* _ACTIVITY_
In the records that follow, the lines from the one containing "label the door" to the one containing "put a dot per", inclusive, are to be given again exactly.

* _THE INPUT_
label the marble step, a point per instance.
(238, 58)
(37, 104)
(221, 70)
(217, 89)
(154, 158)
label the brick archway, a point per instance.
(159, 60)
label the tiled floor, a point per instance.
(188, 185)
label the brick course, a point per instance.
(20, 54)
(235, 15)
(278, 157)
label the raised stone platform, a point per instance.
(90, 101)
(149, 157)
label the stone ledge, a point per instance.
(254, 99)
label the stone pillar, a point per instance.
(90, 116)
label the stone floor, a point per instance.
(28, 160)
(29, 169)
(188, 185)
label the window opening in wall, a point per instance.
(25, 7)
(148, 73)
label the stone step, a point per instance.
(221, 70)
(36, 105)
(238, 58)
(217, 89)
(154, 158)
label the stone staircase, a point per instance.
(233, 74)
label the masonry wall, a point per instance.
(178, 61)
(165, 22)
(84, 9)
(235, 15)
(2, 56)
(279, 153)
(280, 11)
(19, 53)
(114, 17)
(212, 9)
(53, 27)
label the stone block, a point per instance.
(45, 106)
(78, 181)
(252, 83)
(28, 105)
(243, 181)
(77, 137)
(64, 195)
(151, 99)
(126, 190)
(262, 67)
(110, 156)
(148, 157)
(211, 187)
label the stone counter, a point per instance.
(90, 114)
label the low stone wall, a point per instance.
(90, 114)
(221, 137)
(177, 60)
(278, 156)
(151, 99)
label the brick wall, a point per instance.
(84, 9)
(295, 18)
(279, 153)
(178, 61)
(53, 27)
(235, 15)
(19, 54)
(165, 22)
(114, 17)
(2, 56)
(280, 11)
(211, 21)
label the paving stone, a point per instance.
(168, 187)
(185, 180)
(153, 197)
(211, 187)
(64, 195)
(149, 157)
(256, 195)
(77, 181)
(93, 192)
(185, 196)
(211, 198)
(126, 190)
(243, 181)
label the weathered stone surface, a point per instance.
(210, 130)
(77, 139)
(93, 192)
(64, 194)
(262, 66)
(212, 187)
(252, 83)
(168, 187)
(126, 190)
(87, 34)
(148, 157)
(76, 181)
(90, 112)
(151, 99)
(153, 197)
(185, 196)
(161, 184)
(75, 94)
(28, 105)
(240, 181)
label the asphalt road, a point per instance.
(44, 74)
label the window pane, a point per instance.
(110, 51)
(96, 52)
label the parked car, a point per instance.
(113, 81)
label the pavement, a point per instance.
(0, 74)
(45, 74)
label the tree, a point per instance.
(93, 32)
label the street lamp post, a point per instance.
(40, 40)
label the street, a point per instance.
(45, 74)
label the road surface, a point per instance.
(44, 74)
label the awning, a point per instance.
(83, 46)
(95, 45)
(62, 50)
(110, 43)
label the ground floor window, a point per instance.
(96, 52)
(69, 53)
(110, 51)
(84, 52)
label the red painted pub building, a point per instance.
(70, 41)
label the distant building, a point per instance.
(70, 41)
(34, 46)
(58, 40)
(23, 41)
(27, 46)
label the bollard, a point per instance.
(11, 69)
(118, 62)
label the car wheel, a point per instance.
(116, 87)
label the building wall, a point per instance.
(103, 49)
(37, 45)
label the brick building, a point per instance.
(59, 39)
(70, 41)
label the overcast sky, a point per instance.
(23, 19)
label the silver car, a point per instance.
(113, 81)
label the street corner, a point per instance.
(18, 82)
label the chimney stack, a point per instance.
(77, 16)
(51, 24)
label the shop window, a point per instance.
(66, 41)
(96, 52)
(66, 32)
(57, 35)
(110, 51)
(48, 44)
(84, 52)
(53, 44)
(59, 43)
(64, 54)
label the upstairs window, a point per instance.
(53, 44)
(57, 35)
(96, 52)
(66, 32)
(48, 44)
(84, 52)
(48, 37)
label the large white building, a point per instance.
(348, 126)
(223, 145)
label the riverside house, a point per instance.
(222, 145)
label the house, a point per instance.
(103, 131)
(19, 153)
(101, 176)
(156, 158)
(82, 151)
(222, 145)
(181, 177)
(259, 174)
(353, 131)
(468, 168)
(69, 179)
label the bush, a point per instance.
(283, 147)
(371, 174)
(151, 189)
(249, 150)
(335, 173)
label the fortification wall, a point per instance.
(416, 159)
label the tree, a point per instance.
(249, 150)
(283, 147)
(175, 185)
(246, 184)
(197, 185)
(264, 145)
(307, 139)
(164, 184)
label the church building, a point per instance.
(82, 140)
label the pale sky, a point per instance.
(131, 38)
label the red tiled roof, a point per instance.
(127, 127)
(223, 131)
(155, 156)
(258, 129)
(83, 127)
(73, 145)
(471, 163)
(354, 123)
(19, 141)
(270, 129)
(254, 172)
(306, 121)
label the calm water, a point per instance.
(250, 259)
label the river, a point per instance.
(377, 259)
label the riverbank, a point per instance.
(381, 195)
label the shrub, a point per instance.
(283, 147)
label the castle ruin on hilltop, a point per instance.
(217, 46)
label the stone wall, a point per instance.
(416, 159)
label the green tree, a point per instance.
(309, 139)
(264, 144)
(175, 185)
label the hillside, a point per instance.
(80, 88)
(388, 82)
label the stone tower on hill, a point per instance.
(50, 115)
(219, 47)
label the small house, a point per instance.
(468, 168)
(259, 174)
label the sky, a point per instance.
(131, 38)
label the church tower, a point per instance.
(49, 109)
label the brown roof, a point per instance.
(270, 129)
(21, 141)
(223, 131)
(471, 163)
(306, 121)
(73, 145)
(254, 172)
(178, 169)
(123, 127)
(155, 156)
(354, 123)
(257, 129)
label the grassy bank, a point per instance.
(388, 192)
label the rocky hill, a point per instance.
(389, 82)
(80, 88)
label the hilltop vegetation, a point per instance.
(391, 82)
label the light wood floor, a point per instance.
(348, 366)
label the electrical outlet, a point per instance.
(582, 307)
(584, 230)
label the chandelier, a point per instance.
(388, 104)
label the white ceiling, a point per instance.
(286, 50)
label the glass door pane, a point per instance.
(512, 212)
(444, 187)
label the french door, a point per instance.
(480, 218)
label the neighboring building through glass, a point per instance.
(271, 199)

--

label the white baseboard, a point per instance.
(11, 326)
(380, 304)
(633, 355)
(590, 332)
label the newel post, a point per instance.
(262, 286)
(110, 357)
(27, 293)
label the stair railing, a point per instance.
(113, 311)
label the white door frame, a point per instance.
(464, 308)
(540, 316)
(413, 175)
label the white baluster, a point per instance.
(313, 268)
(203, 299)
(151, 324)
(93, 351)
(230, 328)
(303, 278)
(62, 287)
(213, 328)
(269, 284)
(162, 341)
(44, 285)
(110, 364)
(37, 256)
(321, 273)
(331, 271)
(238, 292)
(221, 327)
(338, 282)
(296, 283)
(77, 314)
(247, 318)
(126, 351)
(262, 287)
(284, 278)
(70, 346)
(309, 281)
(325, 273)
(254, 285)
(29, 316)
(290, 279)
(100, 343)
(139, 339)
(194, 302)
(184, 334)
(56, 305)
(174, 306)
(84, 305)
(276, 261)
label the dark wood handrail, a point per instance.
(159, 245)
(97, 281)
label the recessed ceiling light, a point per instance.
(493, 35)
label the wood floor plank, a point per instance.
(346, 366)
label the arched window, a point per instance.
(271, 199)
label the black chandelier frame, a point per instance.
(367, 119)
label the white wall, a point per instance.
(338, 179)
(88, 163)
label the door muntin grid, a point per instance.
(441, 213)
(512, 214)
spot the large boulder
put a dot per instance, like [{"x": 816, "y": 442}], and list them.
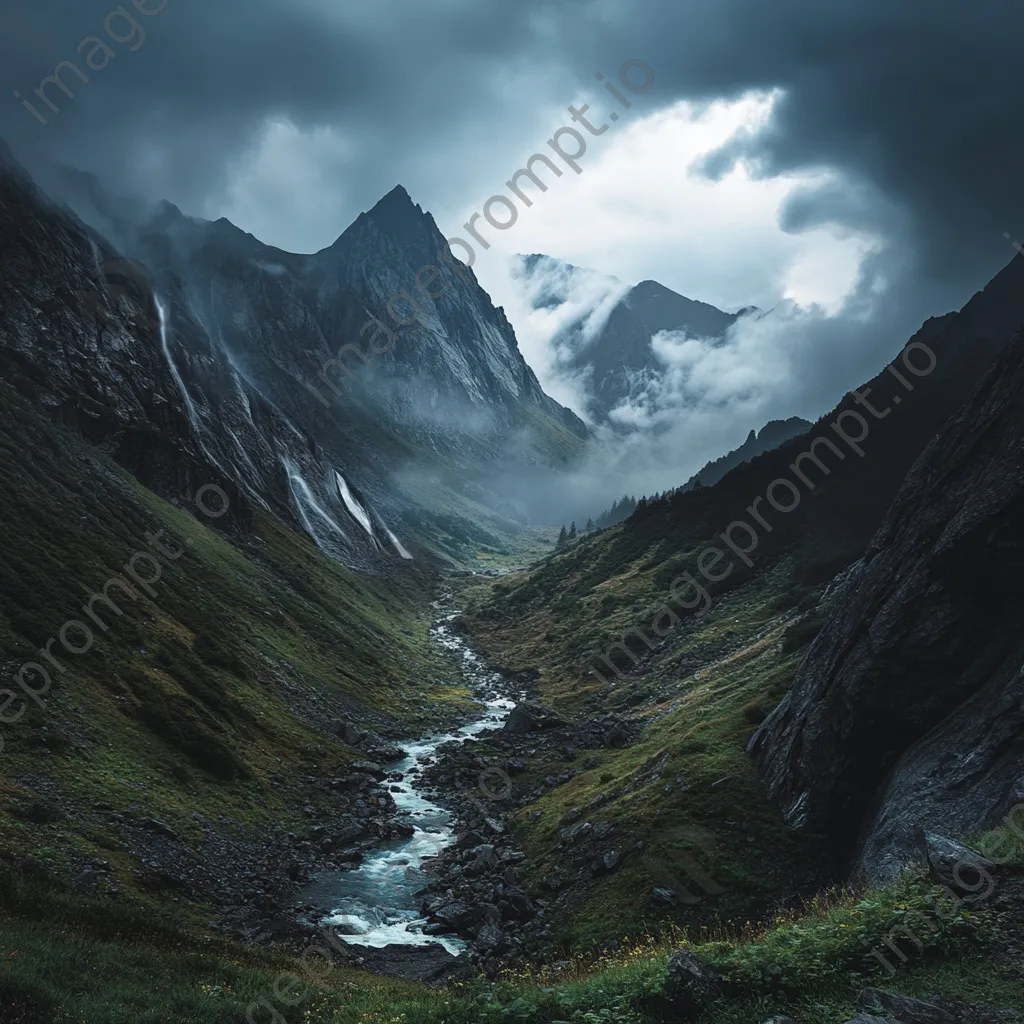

* _ANSWER AREA_
label the door muntin grid, a point per instance.
(441, 213)
(512, 214)
spot the large boulder
put a dot per instance, like [{"x": 816, "y": 442}], and list them.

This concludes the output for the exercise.